> **Work instructions**
Give back the entire listing verbatim.

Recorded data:
((

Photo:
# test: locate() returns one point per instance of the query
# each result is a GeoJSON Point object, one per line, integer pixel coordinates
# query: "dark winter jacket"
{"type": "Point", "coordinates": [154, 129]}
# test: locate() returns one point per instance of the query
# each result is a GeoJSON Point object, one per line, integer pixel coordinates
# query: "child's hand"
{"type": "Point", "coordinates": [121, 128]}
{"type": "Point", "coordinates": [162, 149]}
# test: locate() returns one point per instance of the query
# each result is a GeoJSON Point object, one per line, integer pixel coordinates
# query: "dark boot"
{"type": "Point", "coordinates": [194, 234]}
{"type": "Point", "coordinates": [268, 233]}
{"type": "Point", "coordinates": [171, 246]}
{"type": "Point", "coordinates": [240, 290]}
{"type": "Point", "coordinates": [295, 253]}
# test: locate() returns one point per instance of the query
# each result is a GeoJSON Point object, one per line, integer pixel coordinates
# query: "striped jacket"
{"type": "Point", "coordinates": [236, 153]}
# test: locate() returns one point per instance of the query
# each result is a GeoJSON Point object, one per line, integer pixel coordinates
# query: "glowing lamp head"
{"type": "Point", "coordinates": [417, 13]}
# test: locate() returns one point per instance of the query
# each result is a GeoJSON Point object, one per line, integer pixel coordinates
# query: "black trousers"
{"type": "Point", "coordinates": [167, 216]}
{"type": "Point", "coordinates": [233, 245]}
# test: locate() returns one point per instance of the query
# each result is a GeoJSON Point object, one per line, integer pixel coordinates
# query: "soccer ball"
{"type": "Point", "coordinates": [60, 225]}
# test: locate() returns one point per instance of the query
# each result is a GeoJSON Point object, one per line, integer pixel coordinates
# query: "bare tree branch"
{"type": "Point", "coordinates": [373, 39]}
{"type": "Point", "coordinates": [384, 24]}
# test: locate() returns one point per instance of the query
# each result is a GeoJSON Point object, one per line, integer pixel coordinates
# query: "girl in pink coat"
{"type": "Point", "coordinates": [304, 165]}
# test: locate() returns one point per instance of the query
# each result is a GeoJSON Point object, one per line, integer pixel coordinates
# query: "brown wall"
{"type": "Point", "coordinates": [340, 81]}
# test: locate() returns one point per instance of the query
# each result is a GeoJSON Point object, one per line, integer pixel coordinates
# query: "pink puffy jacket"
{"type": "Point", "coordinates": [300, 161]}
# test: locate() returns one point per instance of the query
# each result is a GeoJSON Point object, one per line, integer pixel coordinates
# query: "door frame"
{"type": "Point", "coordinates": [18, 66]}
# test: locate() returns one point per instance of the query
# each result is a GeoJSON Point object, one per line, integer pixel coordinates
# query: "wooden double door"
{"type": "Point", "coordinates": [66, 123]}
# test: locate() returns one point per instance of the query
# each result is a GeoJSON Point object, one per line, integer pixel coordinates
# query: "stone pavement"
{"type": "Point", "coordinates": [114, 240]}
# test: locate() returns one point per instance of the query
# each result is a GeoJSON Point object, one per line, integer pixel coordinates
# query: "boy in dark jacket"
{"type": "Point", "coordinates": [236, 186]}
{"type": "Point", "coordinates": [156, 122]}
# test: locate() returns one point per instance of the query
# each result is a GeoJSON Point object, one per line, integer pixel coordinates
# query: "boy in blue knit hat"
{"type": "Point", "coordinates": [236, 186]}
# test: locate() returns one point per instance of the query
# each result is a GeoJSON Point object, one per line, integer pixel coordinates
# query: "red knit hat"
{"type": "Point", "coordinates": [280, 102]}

))

> **Final answer**
Photo:
# test: locate() returns one point per instance of the query
# each result is a GeoJSON Point object, one per line, integer pixel coordinates
# query: "dark winter jacket"
{"type": "Point", "coordinates": [154, 129]}
# test: locate() returns one point per instance of the query
# each result is a GeoJSON Point object, one per line, integer pixel coordinates
# query: "child's hand"
{"type": "Point", "coordinates": [121, 128]}
{"type": "Point", "coordinates": [162, 149]}
# test: locate() returns one point per instance of the query
# each result is a GeoJSON Point object, one per line, integer pixel coordinates
# query: "dark boot"
{"type": "Point", "coordinates": [194, 234]}
{"type": "Point", "coordinates": [268, 233]}
{"type": "Point", "coordinates": [171, 246]}
{"type": "Point", "coordinates": [240, 290]}
{"type": "Point", "coordinates": [295, 253]}
# test: locate() returns one point per instance of the query
# each result is a GeoJSON Point object, one per line, integer pixel coordinates
# query: "striped jacket"
{"type": "Point", "coordinates": [236, 153]}
# test: locate() returns one point per instance of the query
# each result is a GeoJSON Point object, one per line, integer pixel coordinates
# query: "glowing lamp head"
{"type": "Point", "coordinates": [417, 13]}
# test: locate() returns one point per instance of the query
# each result is a GeoJSON Point object, one per line, integer pixel coordinates
# query: "black trousers"
{"type": "Point", "coordinates": [167, 216]}
{"type": "Point", "coordinates": [233, 245]}
# test: locate() returns one point per instance of the query
# each result is a GeoJSON Point object, one per line, integer pixel coordinates
# query: "soccer ball"
{"type": "Point", "coordinates": [60, 225]}
# test: locate() returns one point per instance of the query
# each result is a GeoJSON Point object, one per line, integer pixel coordinates
# query: "bare tree branch"
{"type": "Point", "coordinates": [373, 39]}
{"type": "Point", "coordinates": [384, 24]}
# test: locate() returns one point per instance of the query
# each result is a GeoJSON Point object, one per line, integer pixel coordinates
# query: "girl in pink coat"
{"type": "Point", "coordinates": [304, 165]}
# test: locate() returns one point per instance of the query
# each result is a GeoJSON Point object, one per line, integer pixel coordinates
# query: "brown wall"
{"type": "Point", "coordinates": [340, 81]}
# test: locate() returns one point per instance of the query
# each result is a GeoJSON Point object, one per line, integer pixel coordinates
# query: "pink puffy jacket"
{"type": "Point", "coordinates": [300, 161]}
# test: locate() returns one point per instance of the query
# each result is a GeoJSON Point object, one per line, integer pixel coordinates
# query: "door frame"
{"type": "Point", "coordinates": [18, 66]}
# test: locate() returns one point per instance of the query
# each result is a GeoJSON Point object, one per line, integer pixel coordinates
# query: "wooden double door"
{"type": "Point", "coordinates": [66, 123]}
# test: locate() returns one point per instance of the query
# each result is a GeoJSON Point object, one per line, integer pixel coordinates
# query: "stone pavement"
{"type": "Point", "coordinates": [114, 240]}
# test: locate() returns one point per instance of the query
# each result is a GeoJSON Point object, one per line, integer pixel coordinates
# query: "boy in dark jacket"
{"type": "Point", "coordinates": [236, 186]}
{"type": "Point", "coordinates": [156, 122]}
# test: locate() returns one point per instance of the query
# each result is a GeoJSON Point object, one per line, integer pixel coordinates
# query: "boy in blue knit hat"
{"type": "Point", "coordinates": [236, 186]}
# test: locate() returns one point per instance of the query
# each result is a GeoJSON Point object, one per line, integer pixel coordinates
# query: "red knit hat"
{"type": "Point", "coordinates": [280, 102]}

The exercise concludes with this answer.